### Problem details
List every line of the records that contains the string "pants", copying each line in full.

Stored items
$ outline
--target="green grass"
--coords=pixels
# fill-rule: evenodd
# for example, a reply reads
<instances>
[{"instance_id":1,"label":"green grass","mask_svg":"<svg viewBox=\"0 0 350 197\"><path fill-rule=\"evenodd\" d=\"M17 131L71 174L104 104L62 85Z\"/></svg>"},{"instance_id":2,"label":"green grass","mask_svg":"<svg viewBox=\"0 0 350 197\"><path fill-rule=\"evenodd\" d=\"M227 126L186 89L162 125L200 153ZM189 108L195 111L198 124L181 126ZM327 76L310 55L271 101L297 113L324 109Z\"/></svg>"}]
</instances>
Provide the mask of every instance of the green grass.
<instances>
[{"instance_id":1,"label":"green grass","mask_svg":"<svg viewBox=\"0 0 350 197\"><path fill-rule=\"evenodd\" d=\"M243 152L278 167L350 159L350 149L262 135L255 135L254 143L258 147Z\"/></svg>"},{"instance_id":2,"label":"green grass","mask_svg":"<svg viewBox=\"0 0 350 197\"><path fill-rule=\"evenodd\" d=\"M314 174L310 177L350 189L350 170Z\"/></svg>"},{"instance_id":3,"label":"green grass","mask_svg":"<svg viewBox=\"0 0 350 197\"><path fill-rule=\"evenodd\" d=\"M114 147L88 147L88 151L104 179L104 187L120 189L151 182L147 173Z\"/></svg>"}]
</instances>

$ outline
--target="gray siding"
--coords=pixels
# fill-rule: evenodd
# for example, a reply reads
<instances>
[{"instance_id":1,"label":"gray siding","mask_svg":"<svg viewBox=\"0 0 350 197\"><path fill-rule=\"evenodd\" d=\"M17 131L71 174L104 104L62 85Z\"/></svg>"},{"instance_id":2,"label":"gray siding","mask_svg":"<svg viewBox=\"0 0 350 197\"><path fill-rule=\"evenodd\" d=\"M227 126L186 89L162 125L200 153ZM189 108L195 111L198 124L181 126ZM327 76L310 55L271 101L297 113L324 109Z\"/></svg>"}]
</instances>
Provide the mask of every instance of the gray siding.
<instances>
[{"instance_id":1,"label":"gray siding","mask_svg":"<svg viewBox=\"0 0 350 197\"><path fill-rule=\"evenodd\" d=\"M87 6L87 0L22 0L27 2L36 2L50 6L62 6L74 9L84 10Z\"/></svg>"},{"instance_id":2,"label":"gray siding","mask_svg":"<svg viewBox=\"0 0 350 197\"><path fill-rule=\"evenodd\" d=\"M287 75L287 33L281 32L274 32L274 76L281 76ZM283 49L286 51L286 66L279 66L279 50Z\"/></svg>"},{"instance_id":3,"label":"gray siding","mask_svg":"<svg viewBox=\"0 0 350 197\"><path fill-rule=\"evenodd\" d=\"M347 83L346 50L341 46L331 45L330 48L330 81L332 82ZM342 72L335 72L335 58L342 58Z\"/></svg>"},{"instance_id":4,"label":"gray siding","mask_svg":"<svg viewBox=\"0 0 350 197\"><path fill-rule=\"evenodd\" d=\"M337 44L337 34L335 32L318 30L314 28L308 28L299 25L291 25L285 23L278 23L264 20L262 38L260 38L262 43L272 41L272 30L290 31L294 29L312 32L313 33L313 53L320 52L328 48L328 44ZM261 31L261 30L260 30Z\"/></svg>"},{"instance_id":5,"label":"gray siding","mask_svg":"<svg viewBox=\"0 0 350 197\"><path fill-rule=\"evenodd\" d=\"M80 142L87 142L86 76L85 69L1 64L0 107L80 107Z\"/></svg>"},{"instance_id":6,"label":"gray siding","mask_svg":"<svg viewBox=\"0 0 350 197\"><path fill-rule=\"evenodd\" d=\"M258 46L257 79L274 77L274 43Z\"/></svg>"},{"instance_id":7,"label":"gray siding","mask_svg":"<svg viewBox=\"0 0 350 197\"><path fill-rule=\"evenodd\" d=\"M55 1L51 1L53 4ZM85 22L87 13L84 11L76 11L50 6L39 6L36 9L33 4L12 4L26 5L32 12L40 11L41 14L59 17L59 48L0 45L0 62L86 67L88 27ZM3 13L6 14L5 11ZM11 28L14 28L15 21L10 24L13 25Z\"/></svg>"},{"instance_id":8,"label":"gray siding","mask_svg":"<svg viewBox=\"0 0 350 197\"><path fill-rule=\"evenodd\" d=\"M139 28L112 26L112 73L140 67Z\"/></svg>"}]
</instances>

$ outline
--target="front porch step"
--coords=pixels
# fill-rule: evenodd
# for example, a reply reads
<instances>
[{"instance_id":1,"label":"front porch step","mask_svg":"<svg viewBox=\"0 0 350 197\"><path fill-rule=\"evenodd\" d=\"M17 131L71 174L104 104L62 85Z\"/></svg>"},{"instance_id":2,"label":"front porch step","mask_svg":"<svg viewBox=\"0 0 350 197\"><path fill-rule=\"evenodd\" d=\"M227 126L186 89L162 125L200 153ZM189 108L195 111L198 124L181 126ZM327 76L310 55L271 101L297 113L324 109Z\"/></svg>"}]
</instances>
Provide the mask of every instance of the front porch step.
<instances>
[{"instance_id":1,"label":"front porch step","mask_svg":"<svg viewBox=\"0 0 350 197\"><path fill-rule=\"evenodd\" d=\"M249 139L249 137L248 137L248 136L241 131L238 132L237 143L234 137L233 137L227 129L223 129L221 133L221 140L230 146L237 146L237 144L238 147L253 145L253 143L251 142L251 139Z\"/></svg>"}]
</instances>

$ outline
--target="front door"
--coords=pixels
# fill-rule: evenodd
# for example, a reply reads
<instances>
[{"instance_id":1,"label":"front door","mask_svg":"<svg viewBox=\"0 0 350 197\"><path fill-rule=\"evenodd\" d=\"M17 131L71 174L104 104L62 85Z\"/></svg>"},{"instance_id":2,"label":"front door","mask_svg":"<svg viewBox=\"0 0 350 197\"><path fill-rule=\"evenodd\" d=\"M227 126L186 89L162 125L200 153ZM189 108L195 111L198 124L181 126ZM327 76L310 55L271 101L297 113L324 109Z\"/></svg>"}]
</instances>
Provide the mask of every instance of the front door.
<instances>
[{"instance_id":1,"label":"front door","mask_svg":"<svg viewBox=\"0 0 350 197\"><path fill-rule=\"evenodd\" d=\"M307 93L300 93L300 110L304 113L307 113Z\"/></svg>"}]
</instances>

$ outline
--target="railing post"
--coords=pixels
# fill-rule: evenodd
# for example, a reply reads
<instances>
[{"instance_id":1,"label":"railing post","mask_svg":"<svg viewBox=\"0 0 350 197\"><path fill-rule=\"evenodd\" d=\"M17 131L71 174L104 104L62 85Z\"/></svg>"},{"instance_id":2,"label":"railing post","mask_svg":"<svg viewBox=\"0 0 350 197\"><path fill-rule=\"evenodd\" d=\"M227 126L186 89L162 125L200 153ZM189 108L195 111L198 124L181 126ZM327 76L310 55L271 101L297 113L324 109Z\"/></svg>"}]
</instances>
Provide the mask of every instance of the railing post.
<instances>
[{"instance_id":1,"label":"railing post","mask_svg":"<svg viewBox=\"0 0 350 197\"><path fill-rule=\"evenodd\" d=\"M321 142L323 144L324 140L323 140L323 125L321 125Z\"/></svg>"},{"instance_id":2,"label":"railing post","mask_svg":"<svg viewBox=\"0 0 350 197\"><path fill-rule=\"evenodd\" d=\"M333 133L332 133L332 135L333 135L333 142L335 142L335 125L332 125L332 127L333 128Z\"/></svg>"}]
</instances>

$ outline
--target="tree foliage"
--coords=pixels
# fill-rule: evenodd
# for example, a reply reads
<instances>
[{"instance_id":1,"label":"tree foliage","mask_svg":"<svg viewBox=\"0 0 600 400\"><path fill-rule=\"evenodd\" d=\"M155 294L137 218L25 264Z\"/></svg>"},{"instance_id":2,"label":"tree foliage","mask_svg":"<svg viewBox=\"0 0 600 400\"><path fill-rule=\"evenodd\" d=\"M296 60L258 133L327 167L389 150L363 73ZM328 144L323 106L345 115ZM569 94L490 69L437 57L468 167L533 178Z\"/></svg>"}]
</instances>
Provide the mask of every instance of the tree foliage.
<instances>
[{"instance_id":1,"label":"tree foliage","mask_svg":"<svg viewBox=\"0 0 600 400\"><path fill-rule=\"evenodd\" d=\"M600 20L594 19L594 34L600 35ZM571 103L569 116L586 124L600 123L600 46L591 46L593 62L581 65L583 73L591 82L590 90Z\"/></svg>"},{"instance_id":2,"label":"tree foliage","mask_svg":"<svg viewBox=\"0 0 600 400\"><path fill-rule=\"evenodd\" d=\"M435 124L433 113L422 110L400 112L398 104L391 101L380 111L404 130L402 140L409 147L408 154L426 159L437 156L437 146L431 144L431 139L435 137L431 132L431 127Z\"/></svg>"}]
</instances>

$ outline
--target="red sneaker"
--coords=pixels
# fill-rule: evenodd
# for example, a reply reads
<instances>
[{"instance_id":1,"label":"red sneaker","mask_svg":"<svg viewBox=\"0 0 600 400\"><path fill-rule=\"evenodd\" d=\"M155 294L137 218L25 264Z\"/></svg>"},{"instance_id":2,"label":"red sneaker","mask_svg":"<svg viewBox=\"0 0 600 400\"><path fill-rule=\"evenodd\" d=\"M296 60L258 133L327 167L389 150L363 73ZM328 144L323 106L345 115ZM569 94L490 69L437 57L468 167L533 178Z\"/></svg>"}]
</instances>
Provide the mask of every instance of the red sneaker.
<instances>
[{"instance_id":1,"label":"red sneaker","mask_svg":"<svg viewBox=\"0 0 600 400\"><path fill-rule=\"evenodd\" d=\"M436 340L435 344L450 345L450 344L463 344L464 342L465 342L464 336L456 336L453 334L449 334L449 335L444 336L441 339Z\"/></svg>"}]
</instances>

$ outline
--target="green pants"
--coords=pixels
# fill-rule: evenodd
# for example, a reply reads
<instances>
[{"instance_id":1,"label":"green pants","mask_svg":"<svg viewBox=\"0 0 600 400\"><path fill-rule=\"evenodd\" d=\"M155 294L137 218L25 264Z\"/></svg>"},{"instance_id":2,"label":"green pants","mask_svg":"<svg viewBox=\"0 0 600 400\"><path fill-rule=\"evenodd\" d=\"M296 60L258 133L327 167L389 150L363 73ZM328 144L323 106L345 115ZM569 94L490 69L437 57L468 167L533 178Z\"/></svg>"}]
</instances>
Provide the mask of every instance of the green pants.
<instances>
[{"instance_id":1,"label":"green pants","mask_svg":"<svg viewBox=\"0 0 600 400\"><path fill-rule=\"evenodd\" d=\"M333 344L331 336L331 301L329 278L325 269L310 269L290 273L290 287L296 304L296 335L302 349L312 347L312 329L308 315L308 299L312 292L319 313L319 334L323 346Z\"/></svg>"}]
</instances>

### Worked answer
--target="green pants"
[{"instance_id":1,"label":"green pants","mask_svg":"<svg viewBox=\"0 0 600 400\"><path fill-rule=\"evenodd\" d=\"M155 294L137 218L25 264Z\"/></svg>"},{"instance_id":2,"label":"green pants","mask_svg":"<svg viewBox=\"0 0 600 400\"><path fill-rule=\"evenodd\" d=\"M296 60L258 133L327 167L389 150L363 73ZM328 144L323 106L345 115ZM569 94L490 69L437 57L468 167L533 178Z\"/></svg>"}]
Provide the mask of every instance of the green pants.
[{"instance_id":1,"label":"green pants","mask_svg":"<svg viewBox=\"0 0 600 400\"><path fill-rule=\"evenodd\" d=\"M333 344L331 336L331 301L329 278L325 269L310 269L290 273L290 287L296 304L296 335L302 349L312 347L312 329L308 315L308 299L312 292L319 313L319 334L323 346Z\"/></svg>"}]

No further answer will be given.